WHAT IS EXPECTED: Update the data starting with the line containing "Provide one point per instance of the fallen log" and going on through the line containing "[(531, 485)]", replacing "green foliage" with "leafy vegetation" and leaving everything else unchanged. Give back only those lines.

= = = = = = =

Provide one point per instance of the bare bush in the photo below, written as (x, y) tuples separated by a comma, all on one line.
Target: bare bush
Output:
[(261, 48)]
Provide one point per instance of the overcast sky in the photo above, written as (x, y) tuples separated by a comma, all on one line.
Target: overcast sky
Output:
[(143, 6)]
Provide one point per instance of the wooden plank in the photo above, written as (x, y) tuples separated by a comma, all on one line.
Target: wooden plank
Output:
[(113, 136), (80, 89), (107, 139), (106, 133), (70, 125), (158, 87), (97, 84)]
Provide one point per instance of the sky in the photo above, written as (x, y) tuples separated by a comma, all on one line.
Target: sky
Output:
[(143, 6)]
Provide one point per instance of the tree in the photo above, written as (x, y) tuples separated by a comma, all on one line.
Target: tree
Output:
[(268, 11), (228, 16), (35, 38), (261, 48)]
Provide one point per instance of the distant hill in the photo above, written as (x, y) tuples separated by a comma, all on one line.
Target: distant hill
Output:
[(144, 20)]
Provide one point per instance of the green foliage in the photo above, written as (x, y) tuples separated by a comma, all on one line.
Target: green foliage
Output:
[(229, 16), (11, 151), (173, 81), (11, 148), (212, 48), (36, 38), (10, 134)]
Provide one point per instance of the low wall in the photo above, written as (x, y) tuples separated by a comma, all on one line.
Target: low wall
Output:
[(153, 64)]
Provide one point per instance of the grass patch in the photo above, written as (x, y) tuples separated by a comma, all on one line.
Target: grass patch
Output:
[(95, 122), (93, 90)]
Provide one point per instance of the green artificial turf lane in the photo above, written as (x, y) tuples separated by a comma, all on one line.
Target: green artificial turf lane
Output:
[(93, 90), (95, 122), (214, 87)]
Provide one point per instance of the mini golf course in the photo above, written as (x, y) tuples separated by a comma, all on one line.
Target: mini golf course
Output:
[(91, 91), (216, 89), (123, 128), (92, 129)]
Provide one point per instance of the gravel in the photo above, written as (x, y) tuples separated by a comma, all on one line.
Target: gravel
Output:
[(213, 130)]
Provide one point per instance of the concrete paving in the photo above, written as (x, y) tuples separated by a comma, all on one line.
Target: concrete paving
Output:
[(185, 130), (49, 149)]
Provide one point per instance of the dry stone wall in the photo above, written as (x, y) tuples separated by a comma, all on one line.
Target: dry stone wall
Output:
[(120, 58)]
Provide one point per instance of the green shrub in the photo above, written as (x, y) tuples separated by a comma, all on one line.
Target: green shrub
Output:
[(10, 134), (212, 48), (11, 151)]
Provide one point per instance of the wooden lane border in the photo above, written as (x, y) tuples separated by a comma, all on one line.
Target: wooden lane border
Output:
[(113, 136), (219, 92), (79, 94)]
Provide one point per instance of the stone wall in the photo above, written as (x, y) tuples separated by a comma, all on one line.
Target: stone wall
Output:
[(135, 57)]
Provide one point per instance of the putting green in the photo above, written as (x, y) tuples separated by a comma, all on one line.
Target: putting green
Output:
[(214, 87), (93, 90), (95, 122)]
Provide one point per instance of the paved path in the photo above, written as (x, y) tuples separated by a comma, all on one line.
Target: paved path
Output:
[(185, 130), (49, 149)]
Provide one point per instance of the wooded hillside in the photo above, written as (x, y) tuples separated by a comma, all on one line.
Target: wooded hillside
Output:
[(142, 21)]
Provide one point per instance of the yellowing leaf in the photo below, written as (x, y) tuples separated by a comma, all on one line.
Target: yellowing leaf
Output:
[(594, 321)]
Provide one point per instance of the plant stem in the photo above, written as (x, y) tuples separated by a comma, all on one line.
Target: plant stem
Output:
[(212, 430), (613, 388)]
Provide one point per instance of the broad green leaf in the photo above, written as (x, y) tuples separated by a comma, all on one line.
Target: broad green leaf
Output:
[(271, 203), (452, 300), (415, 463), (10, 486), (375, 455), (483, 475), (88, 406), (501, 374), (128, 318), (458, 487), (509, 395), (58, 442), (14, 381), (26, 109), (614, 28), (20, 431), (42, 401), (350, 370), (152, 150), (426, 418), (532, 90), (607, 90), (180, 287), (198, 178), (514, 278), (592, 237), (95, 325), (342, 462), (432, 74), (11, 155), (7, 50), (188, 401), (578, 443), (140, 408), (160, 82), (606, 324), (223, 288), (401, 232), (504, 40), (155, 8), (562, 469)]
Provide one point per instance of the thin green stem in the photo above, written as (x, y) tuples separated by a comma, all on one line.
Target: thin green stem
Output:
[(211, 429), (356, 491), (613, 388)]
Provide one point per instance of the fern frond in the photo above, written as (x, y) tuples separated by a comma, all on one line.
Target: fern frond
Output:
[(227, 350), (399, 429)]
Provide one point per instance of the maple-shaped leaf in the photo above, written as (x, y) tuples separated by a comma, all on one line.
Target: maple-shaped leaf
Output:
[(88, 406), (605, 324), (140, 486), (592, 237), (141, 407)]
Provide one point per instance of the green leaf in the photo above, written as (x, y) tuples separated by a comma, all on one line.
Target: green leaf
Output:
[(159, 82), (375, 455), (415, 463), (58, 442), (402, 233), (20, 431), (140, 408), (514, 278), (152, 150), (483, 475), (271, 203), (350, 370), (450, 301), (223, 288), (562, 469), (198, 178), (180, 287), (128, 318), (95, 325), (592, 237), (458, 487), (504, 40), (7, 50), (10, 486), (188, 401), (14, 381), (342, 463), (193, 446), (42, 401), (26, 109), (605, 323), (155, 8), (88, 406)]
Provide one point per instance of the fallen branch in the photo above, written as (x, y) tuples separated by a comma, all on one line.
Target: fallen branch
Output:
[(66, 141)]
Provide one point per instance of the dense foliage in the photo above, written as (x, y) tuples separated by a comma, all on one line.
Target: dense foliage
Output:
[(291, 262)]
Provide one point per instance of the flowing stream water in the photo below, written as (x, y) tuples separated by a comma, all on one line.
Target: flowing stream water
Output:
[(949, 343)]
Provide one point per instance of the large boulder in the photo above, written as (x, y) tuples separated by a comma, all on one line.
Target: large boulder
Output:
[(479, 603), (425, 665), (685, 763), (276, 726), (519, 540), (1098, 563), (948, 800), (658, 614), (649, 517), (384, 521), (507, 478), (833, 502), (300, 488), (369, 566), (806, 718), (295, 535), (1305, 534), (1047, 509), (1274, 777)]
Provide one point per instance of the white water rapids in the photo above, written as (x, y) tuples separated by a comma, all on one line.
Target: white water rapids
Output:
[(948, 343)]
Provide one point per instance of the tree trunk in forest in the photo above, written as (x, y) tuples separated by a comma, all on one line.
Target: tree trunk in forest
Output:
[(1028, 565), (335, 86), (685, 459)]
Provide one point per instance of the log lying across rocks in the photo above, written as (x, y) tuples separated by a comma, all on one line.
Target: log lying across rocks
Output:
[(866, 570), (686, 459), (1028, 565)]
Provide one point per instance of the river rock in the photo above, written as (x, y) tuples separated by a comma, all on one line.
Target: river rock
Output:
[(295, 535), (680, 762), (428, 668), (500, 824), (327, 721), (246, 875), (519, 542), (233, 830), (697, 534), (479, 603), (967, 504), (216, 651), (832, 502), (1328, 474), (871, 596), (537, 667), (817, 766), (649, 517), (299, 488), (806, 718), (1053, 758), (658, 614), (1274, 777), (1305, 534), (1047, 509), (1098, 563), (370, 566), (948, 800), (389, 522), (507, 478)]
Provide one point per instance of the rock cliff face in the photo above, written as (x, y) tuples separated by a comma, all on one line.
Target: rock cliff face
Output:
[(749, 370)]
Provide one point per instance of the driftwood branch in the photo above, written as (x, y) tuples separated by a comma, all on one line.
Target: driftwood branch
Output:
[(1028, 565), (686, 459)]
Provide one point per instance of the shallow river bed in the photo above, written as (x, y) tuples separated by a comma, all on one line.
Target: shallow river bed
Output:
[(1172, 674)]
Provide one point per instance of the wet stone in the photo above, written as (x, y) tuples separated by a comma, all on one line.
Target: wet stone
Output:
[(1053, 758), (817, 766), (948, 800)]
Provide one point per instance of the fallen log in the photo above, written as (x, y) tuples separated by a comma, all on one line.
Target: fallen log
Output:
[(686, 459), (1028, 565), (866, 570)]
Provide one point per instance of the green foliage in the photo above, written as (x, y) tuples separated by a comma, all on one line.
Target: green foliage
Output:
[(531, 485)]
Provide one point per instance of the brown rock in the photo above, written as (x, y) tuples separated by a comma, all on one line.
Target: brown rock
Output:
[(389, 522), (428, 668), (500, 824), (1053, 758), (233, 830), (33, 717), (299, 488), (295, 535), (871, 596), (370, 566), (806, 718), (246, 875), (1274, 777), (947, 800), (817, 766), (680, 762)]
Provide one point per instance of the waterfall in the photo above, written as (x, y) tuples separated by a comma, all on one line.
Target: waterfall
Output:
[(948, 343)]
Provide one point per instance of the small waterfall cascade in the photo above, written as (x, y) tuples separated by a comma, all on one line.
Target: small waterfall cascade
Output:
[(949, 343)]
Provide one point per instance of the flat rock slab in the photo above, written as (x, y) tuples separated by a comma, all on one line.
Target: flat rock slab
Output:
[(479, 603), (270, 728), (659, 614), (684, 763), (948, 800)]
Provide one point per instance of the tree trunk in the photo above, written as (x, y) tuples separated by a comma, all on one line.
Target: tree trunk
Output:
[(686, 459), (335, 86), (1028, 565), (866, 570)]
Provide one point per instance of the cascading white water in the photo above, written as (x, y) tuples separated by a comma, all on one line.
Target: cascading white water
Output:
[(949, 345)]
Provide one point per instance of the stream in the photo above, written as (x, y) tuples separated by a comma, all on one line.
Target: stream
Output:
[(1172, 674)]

= = = = = = =

REPLY TO THE EXERCISE:
Provide one point per instance of the fallen log in the photo above, written as (x, y) tuples separated by a comma, all on one line.
Target: fallen log
Output:
[(686, 459), (1028, 565), (866, 570)]
Provide one point per instance of the leafy vegetation in the photo above, written as (x, y) tuples separated by a comma, all on one line.
Target: leafy vegetation
Output:
[(531, 485)]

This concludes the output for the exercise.